What you need to do> Verbatim repeat, images excluded. Give each entry again as written.

Data>
################

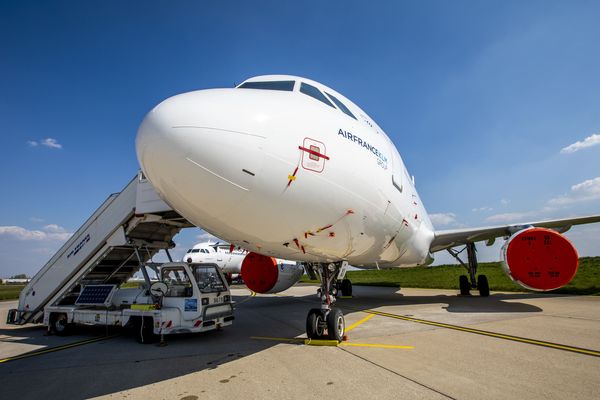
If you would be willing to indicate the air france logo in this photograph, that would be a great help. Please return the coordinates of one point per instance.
(381, 159)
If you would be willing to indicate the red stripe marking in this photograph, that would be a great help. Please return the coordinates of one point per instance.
(294, 175)
(314, 153)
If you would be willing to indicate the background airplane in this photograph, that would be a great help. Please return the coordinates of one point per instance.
(286, 167)
(231, 260)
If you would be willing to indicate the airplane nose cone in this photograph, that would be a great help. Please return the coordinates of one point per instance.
(197, 154)
(154, 138)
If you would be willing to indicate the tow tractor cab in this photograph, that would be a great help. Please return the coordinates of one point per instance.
(186, 298)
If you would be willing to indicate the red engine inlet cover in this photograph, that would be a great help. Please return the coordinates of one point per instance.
(541, 259)
(259, 272)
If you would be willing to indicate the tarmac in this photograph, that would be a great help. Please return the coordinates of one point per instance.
(408, 343)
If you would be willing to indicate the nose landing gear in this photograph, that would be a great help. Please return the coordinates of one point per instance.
(472, 281)
(327, 322)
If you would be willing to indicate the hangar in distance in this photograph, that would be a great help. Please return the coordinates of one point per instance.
(288, 168)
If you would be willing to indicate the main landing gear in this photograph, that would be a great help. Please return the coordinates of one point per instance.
(328, 322)
(472, 281)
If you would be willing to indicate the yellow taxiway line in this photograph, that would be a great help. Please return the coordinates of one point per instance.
(541, 343)
(362, 321)
(325, 342)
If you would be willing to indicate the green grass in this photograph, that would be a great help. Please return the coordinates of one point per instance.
(10, 292)
(586, 281)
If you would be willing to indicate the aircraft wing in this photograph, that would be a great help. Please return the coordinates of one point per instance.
(455, 237)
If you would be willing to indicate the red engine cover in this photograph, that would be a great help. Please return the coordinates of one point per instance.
(540, 259)
(259, 272)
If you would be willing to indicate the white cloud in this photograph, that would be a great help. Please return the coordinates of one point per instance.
(49, 232)
(510, 218)
(589, 141)
(441, 219)
(584, 191)
(48, 142)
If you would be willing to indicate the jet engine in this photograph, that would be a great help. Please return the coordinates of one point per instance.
(264, 274)
(540, 259)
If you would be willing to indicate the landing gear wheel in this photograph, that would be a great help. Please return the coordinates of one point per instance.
(483, 286)
(336, 325)
(346, 287)
(464, 285)
(59, 324)
(315, 325)
(143, 330)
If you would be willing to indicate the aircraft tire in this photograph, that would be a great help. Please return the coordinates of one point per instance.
(483, 286)
(464, 285)
(336, 325)
(143, 331)
(314, 324)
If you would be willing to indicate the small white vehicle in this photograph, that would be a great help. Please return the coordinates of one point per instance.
(187, 298)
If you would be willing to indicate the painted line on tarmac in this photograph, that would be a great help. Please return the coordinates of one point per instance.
(57, 348)
(519, 339)
(324, 342)
(252, 294)
(362, 321)
(376, 345)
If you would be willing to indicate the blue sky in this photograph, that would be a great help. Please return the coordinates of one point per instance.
(479, 97)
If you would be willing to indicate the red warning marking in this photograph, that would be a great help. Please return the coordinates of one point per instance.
(390, 242)
(323, 228)
(541, 259)
(313, 152)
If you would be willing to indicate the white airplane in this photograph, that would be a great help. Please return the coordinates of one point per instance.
(230, 259)
(227, 257)
(286, 167)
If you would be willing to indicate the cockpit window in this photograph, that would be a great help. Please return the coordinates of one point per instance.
(287, 86)
(340, 105)
(314, 92)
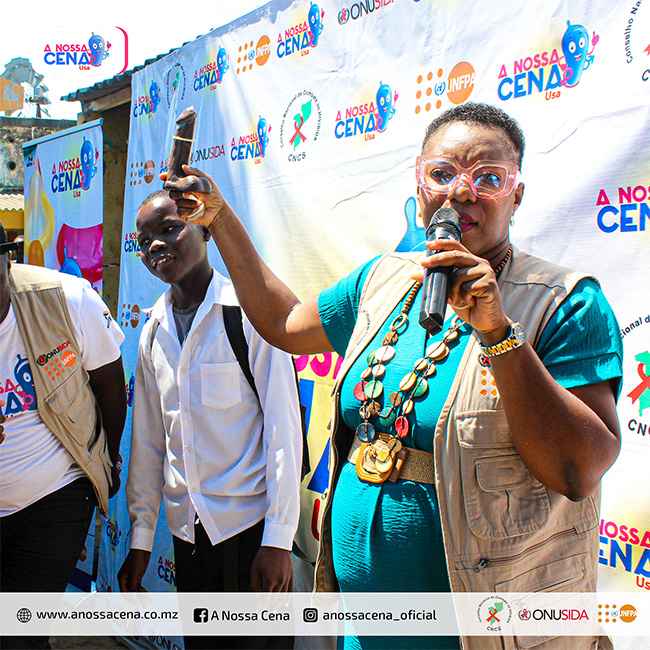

################

Task output>
If you would be willing to indicate the air france logo in this photograph, that would be a great help. Please return the coordinates of one point per instance.
(381, 159)
If you would be willing to indicate the red stripe marking in this photograph, that would be a great help. Please return the coordinates of one point per instance.
(294, 175)
(314, 153)
If you would be willing to indicate the background airplane in this photograph, that would be a great help. Please return the coordinates of one point per instance.
(286, 167)
(231, 260)
If you would be willing to indicate the airplane nose cone in this photograph, that would be a great help. Please return the coordinates of one point per instance.
(197, 154)
(154, 138)
If you would be willing to indicate the tow tractor cab in this photograph, that would be a great help. Please return the coordinates of one point per instance.
(186, 298)
If you would be willing to indicate the red engine inlet cover in this photograph, that would be a great help. Please return the coordinates of one point per instance.
(541, 259)
(259, 272)
If you would be willing to indicate the tarmac in this photograph, that would be a great help. Please return the coordinates of one point per instance.
(408, 343)
If you would be willing to indicate the nose landing gear in this photograph, that would be a great help. Please return the coordinates of one point per instance.
(472, 281)
(327, 322)
If you would be willing to indicate the hangar in distance in this photograph, that would be a great help. Please return the coordinates of one point per instance.
(288, 168)
If you would be willing to indicate the main landing gear in this photograph, that would be a great help. Please return the coordinates of one point per instance.
(328, 322)
(472, 281)
If you would be willing to indicate the yellow taxiway line in this photograph, that would be a great help. Please return the coordinates of one point per instance.
(541, 343)
(362, 321)
(325, 342)
If you would be willing to indicate the green grass in this photograph, that would be a great help. Please return the coordinates of one point per instance.
(10, 292)
(586, 281)
If you would be willing to indicate the aircraft wing in this photograph, that would be a great help. Please return the coordinates of one point per instance.
(455, 237)
If you would be willing to indicate the red engine cover in this photograph, that would be a great help. Please return the coordinates of one point per instance.
(540, 259)
(259, 272)
If you would be willing to indicate the white cloud in this photograph, that would be a great help. Please return the coordinates of one point per instance.
(49, 232)
(510, 218)
(589, 141)
(441, 219)
(584, 191)
(48, 142)
If you would be willing to indicate the jet engine in this photograph, that would be a great help. Please return the coordinates of one point per instance.
(264, 274)
(540, 259)
If you would be willing to indicate the landing gear wheel in this photograph, that would be a great help. Please return the coordinates of one point per instance.
(483, 286)
(336, 325)
(346, 287)
(464, 285)
(59, 324)
(315, 325)
(143, 330)
If you would be willing to indicate the aircraft tire in this photograph, that would be a great help. Please return the coordinates of one point per instance.
(483, 286)
(464, 285)
(336, 325)
(143, 331)
(314, 324)
If you would be willing to indicate the small white vehicle in this photograph, that would be a great help. Please return the coordinates of one point per instance.
(187, 298)
If you would be willing to indicate the painted line on tarmac in this photograph, that would be a great help. Please return the coordinates of one point per instance.
(57, 348)
(519, 339)
(324, 342)
(252, 294)
(362, 321)
(376, 345)
If you would be willing to indicate the blue sky in this photograph, that would be a great help. Please return the coordinates of one point per instance.
(479, 97)
If you would be willing to indicate the red warning marking in this photograph, that would be a great help. Please return the coordinates of one point per instance.
(390, 242)
(323, 228)
(541, 259)
(313, 152)
If you would be willing to indicate the white airplane in this photograph, that would be a great help. Please return the coordinates of one point per instance.
(230, 259)
(227, 257)
(286, 167)
If you would be willing to indicate the cockpit window in this photograph, that would be a great help. Please return the coordinates of one point per instance.
(287, 86)
(340, 105)
(314, 92)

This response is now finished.